DESCRIPTION OF THE TASK » Please arrange the lines below as a Markdown table with the columns Nr and Line, one numbered row per line and no blank lines. Leave the pictures out of the table.

>> Begin INPUT FOR THIS TASK

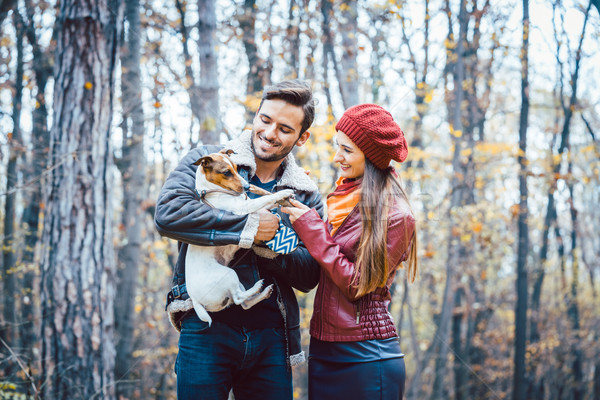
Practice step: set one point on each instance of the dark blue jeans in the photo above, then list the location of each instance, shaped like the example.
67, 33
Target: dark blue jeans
212, 361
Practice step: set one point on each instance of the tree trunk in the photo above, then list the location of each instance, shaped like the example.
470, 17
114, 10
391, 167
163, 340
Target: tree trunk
519, 377
190, 81
326, 10
349, 68
458, 198
5, 7
78, 267
132, 170
293, 39
33, 174
8, 330
210, 120
259, 72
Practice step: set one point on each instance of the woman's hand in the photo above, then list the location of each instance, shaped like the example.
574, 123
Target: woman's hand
295, 212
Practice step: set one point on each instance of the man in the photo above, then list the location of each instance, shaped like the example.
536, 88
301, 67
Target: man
250, 351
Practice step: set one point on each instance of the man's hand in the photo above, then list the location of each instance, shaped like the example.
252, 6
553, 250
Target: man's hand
296, 211
267, 226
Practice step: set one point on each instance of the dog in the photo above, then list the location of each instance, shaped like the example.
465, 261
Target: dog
211, 284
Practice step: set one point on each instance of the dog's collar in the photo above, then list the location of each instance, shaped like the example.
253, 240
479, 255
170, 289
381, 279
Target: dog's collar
202, 194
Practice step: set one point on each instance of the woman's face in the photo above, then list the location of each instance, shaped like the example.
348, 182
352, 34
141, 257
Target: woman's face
349, 156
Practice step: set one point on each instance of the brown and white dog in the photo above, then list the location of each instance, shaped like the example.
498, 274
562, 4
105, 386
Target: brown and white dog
211, 285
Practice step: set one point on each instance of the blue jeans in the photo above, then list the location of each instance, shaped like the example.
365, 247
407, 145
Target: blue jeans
213, 360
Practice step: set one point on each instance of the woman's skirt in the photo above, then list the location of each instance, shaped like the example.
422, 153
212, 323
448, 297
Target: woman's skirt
372, 380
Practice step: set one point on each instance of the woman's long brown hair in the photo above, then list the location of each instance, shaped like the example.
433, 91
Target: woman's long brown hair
380, 191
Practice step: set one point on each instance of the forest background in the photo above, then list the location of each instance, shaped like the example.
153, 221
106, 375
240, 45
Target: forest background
500, 102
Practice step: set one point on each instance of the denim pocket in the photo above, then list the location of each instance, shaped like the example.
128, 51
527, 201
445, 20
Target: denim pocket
193, 324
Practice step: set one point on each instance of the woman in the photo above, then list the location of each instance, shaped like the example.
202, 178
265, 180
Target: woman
370, 231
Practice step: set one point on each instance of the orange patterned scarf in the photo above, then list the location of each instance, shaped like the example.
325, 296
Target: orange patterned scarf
342, 201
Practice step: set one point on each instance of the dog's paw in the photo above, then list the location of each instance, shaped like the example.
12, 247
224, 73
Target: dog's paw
269, 291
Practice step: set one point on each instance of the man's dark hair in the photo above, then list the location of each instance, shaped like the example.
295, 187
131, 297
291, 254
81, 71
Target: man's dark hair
295, 92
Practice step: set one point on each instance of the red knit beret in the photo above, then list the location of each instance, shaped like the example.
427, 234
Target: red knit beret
374, 131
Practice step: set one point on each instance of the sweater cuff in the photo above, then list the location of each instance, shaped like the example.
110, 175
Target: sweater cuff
249, 231
307, 222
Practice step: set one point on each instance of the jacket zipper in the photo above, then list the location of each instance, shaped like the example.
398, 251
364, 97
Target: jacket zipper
355, 209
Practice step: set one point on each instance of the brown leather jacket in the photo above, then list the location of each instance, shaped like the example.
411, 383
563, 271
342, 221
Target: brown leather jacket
339, 315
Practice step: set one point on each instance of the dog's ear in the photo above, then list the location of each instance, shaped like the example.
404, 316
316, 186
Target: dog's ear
204, 162
227, 152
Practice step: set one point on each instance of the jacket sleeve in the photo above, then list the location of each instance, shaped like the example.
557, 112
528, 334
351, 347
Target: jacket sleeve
182, 216
336, 265
298, 268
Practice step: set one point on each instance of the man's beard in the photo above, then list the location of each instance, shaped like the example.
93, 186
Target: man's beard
278, 155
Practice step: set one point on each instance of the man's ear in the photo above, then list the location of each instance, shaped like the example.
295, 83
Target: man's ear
303, 138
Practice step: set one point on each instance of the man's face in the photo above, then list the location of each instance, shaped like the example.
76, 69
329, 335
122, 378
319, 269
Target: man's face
276, 130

>> End INPUT FOR THIS TASK

RESPONSE »
| Nr | Line |
|---|---|
| 1 | Practice step: set one point on each instance of the dark blue jeans in the photo above, then list the location of each instance, shaped like the example. |
| 2 | 67, 33 |
| 3 | Target: dark blue jeans |
| 4 | 212, 361 |
| 5 | Practice step: set one point on each instance of the tree trunk in the photo above, then list the location of each instance, shaped like the example. |
| 6 | 470, 17 |
| 7 | 114, 10 |
| 8 | 391, 167 |
| 9 | 163, 340 |
| 10 | Target: tree trunk |
| 11 | 519, 377 |
| 12 | 190, 81 |
| 13 | 326, 10 |
| 14 | 349, 68 |
| 15 | 458, 198 |
| 16 | 5, 7 |
| 17 | 78, 267 |
| 18 | 132, 170 |
| 19 | 293, 39 |
| 20 | 33, 174 |
| 21 | 8, 330 |
| 22 | 210, 120 |
| 23 | 259, 72 |
| 24 | Practice step: set one point on each instance of the woman's hand in the photo above, then list the location of each instance, shaped like the example. |
| 25 | 574, 123 |
| 26 | Target: woman's hand |
| 27 | 295, 212 |
| 28 | Practice step: set one point on each instance of the man in the photo above, then list the location of each instance, shaped like the example. |
| 29 | 536, 88 |
| 30 | 301, 67 |
| 31 | Target: man |
| 32 | 250, 351 |
| 33 | Practice step: set one point on each instance of the man's hand in the photo above, then list the location of each instance, shaped like the example. |
| 34 | 252, 6 |
| 35 | 553, 250 |
| 36 | Target: man's hand |
| 37 | 296, 211 |
| 38 | 267, 226 |
| 39 | Practice step: set one point on each instance of the dog in the photo above, then list the location of each instance, shaped like the example. |
| 40 | 465, 261 |
| 41 | Target: dog |
| 42 | 211, 284 |
| 43 | Practice step: set one point on each instance of the dog's collar in the photo above, then list the location of each instance, shaped like the example. |
| 44 | 253, 240 |
| 45 | 479, 255 |
| 46 | 170, 289 |
| 47 | 381, 279 |
| 48 | Target: dog's collar |
| 49 | 202, 194 |
| 50 | Practice step: set one point on each instance of the woman's face in the photo above, then list the location of each instance, shaped like the example. |
| 51 | 348, 182 |
| 52 | 352, 34 |
| 53 | 141, 257 |
| 54 | Target: woman's face |
| 55 | 349, 156 |
| 56 | Practice step: set one point on each instance of the brown and white dog in the photo above, then list the location of each instance, shaped like the example. |
| 57 | 498, 274 |
| 58 | 562, 4 |
| 59 | 105, 386 |
| 60 | Target: brown and white dog |
| 61 | 211, 285 |
| 62 | Practice step: set one point on each instance of the blue jeans in the photo above, then list the location of each instance, shaped like the example. |
| 63 | 365, 247 |
| 64 | 407, 145 |
| 65 | Target: blue jeans |
| 66 | 213, 360 |
| 67 | Practice step: set one point on each instance of the woman's skirt in the photo above, then list the location of each instance, shaped like the example. |
| 68 | 422, 153 |
| 69 | 212, 323 |
| 70 | 448, 297 |
| 71 | Target: woman's skirt |
| 72 | 372, 380 |
| 73 | Practice step: set one point on each instance of the woman's long brown hair in the photo above, then list the location of each instance, shaped like the example. |
| 74 | 433, 91 |
| 75 | Target: woman's long brown hair |
| 76 | 380, 191 |
| 77 | Practice step: set one point on each instance of the forest background in the photo above, then list the location of each instance, shaped like the example. |
| 78 | 153, 221 |
| 79 | 106, 375 |
| 80 | 240, 45 |
| 81 | Target: forest background |
| 82 | 500, 102 |
| 83 | Practice step: set one point on each instance of the denim pocket in the photo above, then list the location of each instance, shaped like the example. |
| 84 | 128, 51 |
| 85 | 527, 201 |
| 86 | 445, 20 |
| 87 | Target: denim pocket |
| 88 | 193, 324 |
| 89 | Practice step: set one point on each instance of the woman in the photo above, then list the location of each instance, shaped like the example. |
| 90 | 202, 178 |
| 91 | 265, 180 |
| 92 | Target: woman |
| 93 | 370, 231 |
| 94 | Practice step: set one point on each instance of the orange patterned scarf in the photo above, then list the location of each instance, shaped like the example. |
| 95 | 325, 296 |
| 96 | Target: orange patterned scarf |
| 97 | 342, 201 |
| 98 | Practice step: set one point on each instance of the dog's paw in the photo above, then list the location of each instance, shaped like the example. |
| 99 | 12, 247 |
| 100 | 224, 73 |
| 101 | Target: dog's paw |
| 102 | 269, 291 |
| 103 | Practice step: set one point on each instance of the man's dark hair in the photo above, then list the location of each instance, shaped like the example. |
| 104 | 295, 187 |
| 105 | 131, 297 |
| 106 | 291, 254 |
| 107 | 81, 71 |
| 108 | Target: man's dark hair |
| 109 | 295, 92 |
| 110 | Practice step: set one point on each instance of the red knit beret in the photo above, then list the location of each instance, shaped like the example. |
| 111 | 427, 234 |
| 112 | Target: red knit beret |
| 113 | 374, 131 |
| 114 | Practice step: set one point on each instance of the sweater cuff in the photo above, then list the location of each instance, shaped like the example. |
| 115 | 110, 175 |
| 116 | Target: sweater cuff |
| 117 | 249, 231 |
| 118 | 307, 222 |
| 119 | Practice step: set one point on each instance of the jacket zipper in the photo above, then list the location of each instance, shaped like the example. |
| 120 | 398, 251 |
| 121 | 364, 97 |
| 122 | Target: jacket zipper |
| 123 | 355, 209 |
| 124 | Practice step: set one point on each instance of the brown leather jacket in the photo above, then list the location of each instance, shaped like the example. |
| 125 | 411, 383 |
| 126 | 563, 271 |
| 127 | 342, 221 |
| 128 | Target: brown leather jacket |
| 129 | 339, 315 |
| 130 | Practice step: set one point on each instance of the dog's ear in the photo above, then list the location of each instance, shaped like the example. |
| 131 | 404, 316 |
| 132 | 316, 186 |
| 133 | Target: dog's ear |
| 134 | 204, 162 |
| 135 | 227, 152 |
| 136 | Practice step: set one point on each instance of the jacket sleeve in the photo above, then list the location of each instance, shaped like the example. |
| 137 | 557, 112 |
| 138 | 528, 334 |
| 139 | 351, 347 |
| 140 | Target: jacket sleeve |
| 141 | 182, 216 |
| 142 | 336, 265 |
| 143 | 298, 268 |
| 144 | Practice step: set one point on each instance of the man's beard in the photo above, then list the location of each instance, shaped like the example. |
| 145 | 93, 186 |
| 146 | Target: man's beard |
| 147 | 278, 155 |
| 148 | Practice step: set one point on each instance of the man's ear in the photo above, then list the location of each instance, shaped like the example. |
| 149 | 295, 83 |
| 150 | Target: man's ear |
| 151 | 303, 138 |
| 152 | Practice step: set one point on each instance of the man's face in the photo above, then list the location of each instance, shaped like the example. |
| 153 | 76, 69 |
| 154 | 329, 335 |
| 155 | 122, 378 |
| 156 | 319, 269 |
| 157 | Target: man's face |
| 158 | 276, 130 |